== Sfide ==
**A.** Secondo il testo su Isis-K, quanti attacchi ha condotto il gruppo a Kabul nel 2017?
**B.** Prosegui il testo su Isis-K dopo la frase che termina con «il servizio segreto pakistano».

== Documento ==
────────────────────────────────────────

Dov’era in questi anni?

Nei suoi primi anni, il gruppo ha rilevato alcuni distretti nell’Afghanistan orientale e ha gradualmente ampliato la sua presenza al nord. La sua avanzata venne però presto messa sotto scacco matto dalle forze di sicurezza afghane e dai talebani. Sebbene gli sia stato impedito di raggiungere una certa potenza di fuoco, di invadere città e distretti, la sua capacità di effettuare operazioni di sabotaggio e attacchi complessi come attentati suicidi, grandi esplosioni di bombe e uccisioni mirate è rimasta intatta.

Nel 2016, Isis-K ha condotto sei attacchi a Kabul, aumentando a 18 nel 2017 e raggiungendo 24 nel 2018. Più di un migliaio di civili uccisi in decine di attentati, alcuni dei quali recentissimi ed esemplari per esecuzione e obiettivo: 55 morti nell’attacco a una scuola femminile di Kabul l’8 maggio scorso, 12 morti nell’attentato a una moschea a Shakar Darah nella provincia della capitale il 16 maggio, 20 morti all’Università di Kabul nel novembre 2020, 29 morti nell’incursione contro una prigione a Jalalabad.

Nel frattempo, i suoi miliziani si sono dedicati anche alla propaganda, auspicando nuovi attacchi in Occidente in occasione di stragi come quella di Orlando o episodi isolati di terrorismo islamico che hanno riguardato l’Europa.

Alcuni punti deboli

Al momento, le forze di cui Isis-K dispone, sono nettamente inferiori rispetto a quelle finanziarie, militari e politiche dei talebani. Non ha, ad esempio, un santuario vero e proprio: sbaragliati in fretta nella provincia di Helmand, i miliziani sono rimasti radicati in quella di Nangarhar, che si estende in una zona grigia di traffici e intrighi dove domina l’Isi, il servizio segreto pakistano.

────────────────────────────────────────

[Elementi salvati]

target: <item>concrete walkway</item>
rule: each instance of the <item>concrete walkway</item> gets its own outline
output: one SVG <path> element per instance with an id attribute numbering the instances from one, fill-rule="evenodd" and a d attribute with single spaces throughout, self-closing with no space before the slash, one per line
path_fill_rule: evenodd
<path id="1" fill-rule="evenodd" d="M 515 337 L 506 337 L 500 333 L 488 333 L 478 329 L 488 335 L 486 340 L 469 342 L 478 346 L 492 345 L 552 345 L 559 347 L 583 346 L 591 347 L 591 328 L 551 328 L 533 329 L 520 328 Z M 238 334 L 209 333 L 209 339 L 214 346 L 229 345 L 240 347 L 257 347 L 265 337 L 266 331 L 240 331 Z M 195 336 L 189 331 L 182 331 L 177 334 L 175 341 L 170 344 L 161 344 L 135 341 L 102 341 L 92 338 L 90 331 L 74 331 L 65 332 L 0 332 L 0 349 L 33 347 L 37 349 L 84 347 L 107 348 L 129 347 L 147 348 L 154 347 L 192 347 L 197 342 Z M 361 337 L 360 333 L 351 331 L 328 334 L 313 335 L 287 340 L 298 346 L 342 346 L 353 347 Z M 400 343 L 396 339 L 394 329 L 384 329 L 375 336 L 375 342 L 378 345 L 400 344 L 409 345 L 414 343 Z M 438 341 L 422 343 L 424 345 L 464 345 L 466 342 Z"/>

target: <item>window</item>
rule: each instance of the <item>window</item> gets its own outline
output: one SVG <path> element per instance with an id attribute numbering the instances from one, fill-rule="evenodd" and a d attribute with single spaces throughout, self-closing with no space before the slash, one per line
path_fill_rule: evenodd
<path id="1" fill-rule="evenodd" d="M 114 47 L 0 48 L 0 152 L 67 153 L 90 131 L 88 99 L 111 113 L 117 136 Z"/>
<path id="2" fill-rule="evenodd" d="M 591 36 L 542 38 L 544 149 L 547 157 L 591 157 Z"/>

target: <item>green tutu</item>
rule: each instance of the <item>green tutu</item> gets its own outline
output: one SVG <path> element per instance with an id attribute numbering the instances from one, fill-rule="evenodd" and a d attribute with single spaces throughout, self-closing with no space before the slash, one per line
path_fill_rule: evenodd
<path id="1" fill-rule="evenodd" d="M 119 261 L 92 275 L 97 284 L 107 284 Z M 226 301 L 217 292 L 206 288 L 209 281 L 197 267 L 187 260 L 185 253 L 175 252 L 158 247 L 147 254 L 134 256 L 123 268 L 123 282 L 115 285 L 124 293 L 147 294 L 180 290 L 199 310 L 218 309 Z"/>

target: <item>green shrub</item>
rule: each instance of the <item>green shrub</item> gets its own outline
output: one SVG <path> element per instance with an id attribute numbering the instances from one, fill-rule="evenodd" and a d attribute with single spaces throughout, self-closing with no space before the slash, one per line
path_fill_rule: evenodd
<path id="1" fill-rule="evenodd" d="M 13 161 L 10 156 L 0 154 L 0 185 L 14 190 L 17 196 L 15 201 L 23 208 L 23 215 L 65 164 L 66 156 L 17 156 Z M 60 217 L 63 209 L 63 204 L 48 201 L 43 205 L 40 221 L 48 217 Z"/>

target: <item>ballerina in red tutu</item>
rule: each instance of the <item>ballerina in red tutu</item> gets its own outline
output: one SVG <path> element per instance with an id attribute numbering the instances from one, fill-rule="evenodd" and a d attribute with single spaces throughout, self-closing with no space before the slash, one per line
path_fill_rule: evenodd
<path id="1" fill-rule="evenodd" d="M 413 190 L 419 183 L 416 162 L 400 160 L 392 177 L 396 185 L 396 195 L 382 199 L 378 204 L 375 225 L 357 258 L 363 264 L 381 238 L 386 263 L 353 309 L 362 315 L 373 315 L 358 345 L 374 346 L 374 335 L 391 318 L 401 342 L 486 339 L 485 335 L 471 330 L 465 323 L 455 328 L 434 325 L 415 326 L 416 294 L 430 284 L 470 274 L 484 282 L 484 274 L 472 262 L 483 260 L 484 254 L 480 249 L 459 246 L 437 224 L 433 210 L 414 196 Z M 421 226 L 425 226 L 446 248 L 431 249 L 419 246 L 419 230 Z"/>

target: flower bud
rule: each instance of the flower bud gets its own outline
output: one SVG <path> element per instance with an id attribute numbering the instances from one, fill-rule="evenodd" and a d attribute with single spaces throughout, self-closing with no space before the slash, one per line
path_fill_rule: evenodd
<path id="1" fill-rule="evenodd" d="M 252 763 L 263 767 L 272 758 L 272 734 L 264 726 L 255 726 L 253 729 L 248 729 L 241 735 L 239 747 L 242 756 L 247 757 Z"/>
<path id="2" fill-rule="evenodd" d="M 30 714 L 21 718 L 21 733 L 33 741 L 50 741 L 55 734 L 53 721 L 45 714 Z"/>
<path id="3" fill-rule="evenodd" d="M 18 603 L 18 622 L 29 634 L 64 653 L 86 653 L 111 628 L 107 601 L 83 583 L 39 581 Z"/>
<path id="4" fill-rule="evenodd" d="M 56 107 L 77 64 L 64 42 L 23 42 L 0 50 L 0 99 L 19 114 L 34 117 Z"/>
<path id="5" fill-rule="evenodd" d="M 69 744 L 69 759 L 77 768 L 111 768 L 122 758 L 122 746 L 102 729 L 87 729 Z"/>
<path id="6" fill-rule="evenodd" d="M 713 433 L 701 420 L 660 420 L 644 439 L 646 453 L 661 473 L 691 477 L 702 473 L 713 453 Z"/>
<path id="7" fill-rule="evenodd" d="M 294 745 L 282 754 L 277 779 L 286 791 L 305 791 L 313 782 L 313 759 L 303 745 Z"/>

────────────────────────────────────────

== Risposte ai compiti ==
**A.** 18 attacchi.

**B.**
Il gruppo ha anche perso i suoi leader uno dopo l’altro in attacchi di droni, bombardamenti e operazioni di terra. Quello che però oggi si teme sono due possibili fenomeni concomitanti: il potere di fascinazione dello Stato Islamico sui giovani studenti islamici ed eventuali defezioni di comandanti talebani se questa cellula dovesse gonfiarsi a dismisura; questa seconda ipotesi, tuttavia, sembra la meno probabile delle due alla luce dell’immagine solida che il gruppo dirigente talebano sta dando di sé in queste settimane.

Due diverse correnti dell’Islam

La vena islamista di questa cellula appare decisamente più radicale rispetto a ciò che sappiamo dello Stato Islamico e, allo stesso tempo, nettamente più purista rispetto ai talebani stessi. I due gruppi si sono scontrati su molti altri temi, tra cui proprio il traffico di droga, che viene utilizzato per finanziare in parte la militanza. Ad esempio, Isis-K crede che la coltivazione del papavero da oppio non sia rispettosa della fede islamica, attività, invece, avallata dai talebani. La società afghana appartiene prevalentemente alla scuola di pensiero islamico hanafita, compatibile con il marchio dell’Islam dei talebani. La branca K dello Stato islamico, invece, segue una rigida interpretazione salafita dell’Islam. Molti rituali islamici, che hanno quasi preso la forma di usanze e tradizioni pashtun, consentiti tra gli hanafiti, sono visti come non islamici ed eretici dai salafiti.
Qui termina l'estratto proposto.